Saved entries
§

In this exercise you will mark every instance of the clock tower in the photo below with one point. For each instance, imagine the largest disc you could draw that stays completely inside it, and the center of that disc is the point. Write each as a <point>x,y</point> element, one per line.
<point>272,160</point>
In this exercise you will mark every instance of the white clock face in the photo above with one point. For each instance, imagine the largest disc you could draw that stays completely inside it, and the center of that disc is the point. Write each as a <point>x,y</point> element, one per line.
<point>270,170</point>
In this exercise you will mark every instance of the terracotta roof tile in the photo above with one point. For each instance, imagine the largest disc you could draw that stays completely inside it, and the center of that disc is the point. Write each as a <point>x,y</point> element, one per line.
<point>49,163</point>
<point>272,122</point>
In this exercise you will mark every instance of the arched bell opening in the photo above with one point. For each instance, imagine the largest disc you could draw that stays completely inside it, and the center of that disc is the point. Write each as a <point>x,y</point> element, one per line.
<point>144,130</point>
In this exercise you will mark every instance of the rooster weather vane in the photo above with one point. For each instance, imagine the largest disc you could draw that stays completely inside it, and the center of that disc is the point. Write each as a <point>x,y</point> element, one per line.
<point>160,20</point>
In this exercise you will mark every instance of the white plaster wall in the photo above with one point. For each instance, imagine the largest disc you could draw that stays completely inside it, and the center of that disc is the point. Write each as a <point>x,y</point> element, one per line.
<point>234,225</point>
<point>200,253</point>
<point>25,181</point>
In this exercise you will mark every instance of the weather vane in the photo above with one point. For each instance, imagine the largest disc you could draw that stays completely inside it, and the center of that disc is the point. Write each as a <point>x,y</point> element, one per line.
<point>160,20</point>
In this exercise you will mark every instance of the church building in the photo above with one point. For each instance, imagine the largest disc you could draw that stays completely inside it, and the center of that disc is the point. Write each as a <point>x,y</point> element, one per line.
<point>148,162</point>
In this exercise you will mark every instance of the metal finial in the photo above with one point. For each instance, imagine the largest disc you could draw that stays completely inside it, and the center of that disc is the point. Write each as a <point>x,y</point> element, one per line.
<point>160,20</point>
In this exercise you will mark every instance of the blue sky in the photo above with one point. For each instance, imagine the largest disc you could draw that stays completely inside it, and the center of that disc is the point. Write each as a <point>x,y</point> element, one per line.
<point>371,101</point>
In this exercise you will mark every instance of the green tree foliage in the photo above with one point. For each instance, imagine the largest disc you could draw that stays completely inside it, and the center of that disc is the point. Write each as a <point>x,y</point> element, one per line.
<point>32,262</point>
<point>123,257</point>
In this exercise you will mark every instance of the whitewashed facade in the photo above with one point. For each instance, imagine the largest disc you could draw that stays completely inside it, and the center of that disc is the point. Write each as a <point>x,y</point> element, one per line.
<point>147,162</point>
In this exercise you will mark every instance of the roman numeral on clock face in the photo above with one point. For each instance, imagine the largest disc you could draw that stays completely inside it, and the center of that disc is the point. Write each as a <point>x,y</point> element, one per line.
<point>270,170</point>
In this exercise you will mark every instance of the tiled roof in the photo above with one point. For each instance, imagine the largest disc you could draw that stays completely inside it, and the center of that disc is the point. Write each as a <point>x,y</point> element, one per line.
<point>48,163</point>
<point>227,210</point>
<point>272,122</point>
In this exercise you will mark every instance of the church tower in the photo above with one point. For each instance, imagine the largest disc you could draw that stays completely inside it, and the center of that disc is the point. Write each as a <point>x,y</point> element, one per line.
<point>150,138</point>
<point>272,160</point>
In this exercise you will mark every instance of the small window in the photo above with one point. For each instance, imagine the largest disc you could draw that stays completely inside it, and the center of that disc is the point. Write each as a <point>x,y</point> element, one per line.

§

* **TRY IT**
Would you be able to transcribe every line of the data exactly?

* **REPLY TO THE TASK**
In this exercise you will mark every instance of the clock tower in the photo below with one point. For each instance, imagine the largest disc you could draw that stays completely inside it, and the center of that disc is the point. Write each as a <point>x,y</point> element, one per line.
<point>272,160</point>
In this exercise you will mark every instance of the white clock face in the photo above with one point. For each instance, imagine the largest disc you could draw that stays completely inside it, and the center of that disc is the point. Write each as a <point>x,y</point> element, one per line.
<point>270,170</point>
In this exercise you will mark every instance of the terracotta roof tile in the photo above with one point. For each instance, imagine the largest disc you could draw that stays completely inside it, and the center of that disc is the point. Write each as a <point>x,y</point> element, one per line.
<point>49,163</point>
<point>272,122</point>
In this exercise you will mark every instance of the arched bell opening in the photo above with one point. For each instance, imagine the largest disc you could draw that stays completely inside it, and the center of that disc is the point. Write each as a <point>x,y</point> element, one per line.
<point>144,130</point>
In this exercise you will mark every instance of the rooster weather vane in the photo above with one point. For each instance, imagine the largest disc you could draw that stays completely inside it, and the center of that disc is the point. Write each as a <point>x,y</point> element, one per line.
<point>160,20</point>
In this exercise you will mark every instance of the white plaster wall in the photo above with one point. For each instance, imagine the largest disc you could draw that stays completely inside it, and the center of that disc is the point. Write each as a <point>x,y</point> element, one per line.
<point>234,225</point>
<point>200,253</point>
<point>25,181</point>
In this exercise you will mark every instance of the weather vane in the photo above with one point. For each instance, imagine the largest disc you could draw that stays completely inside it, and the center of that disc is the point. Write each as a <point>x,y</point> element, one per line.
<point>160,20</point>
In this exercise you will mark every instance of the church building in the photo above with one point. For each instance, imagine the largest disc you could draw that stays completely inside it, and the center of that disc is the point. Write each as a <point>x,y</point> element, one per line.
<point>148,162</point>
In this exercise you will mark every instance of the metal finial in the photo above with one point. For each instance, imagine the largest disc you could draw that stays completely inside it, and the center of that disc is the point. Write each as a <point>x,y</point> element, one per line.
<point>160,20</point>
In this exercise you will mark every instance of the blue sky in the photo above with one point. For each instance, imagine the largest disc you could draw that stays completely inside it, and the center of that disc is the point. Write each as a <point>x,y</point> element, one per line.
<point>371,101</point>
In this exercise you will mark every instance of the green tree foliage in the photo above with one point. For each instance, imagine the largest disc you could draw that stays completely inside it, and the center of that disc is the point. Write each as a <point>x,y</point> element, one per line.
<point>32,262</point>
<point>123,257</point>
In this exercise you will mark every instance of the whitewashed facade in the photo above with one point. For each instance, imagine the largest disc you could draw that stays completely inside it, and the center of that disc is the point. Write each as a <point>x,y</point> element, one per line.
<point>147,162</point>
In this exercise you will mark every instance of the roman numeral on clock face in the photo above with one point. For each instance, imagine the largest disc you could draw that stays completely inside it, and the center of that disc is the point. Write each as a <point>x,y</point> element, one per line.
<point>270,170</point>
In this exercise you will mark every instance of the tiled roof in the photo above with one point. For each instance, imagine the largest disc you could draw that stays completely inside it, and the center of that disc is the point. Write each as a <point>x,y</point> element, one per line.
<point>48,163</point>
<point>227,210</point>
<point>272,122</point>
In this exercise you will mark every instance of the church tower in the photo above with one point. For each instance, imagine the largest disc you could draw that stays completely inside it, and the center of that disc is the point. Write each as a <point>x,y</point> element, one per line.
<point>150,138</point>
<point>272,160</point>
In this exercise you will mark every instance of the small window in the photo above with one point. For each instance, imagine the largest disc you could draw that stays completely inside it, and the center of that disc is the point. Write each as a <point>x,y</point> element, one per line.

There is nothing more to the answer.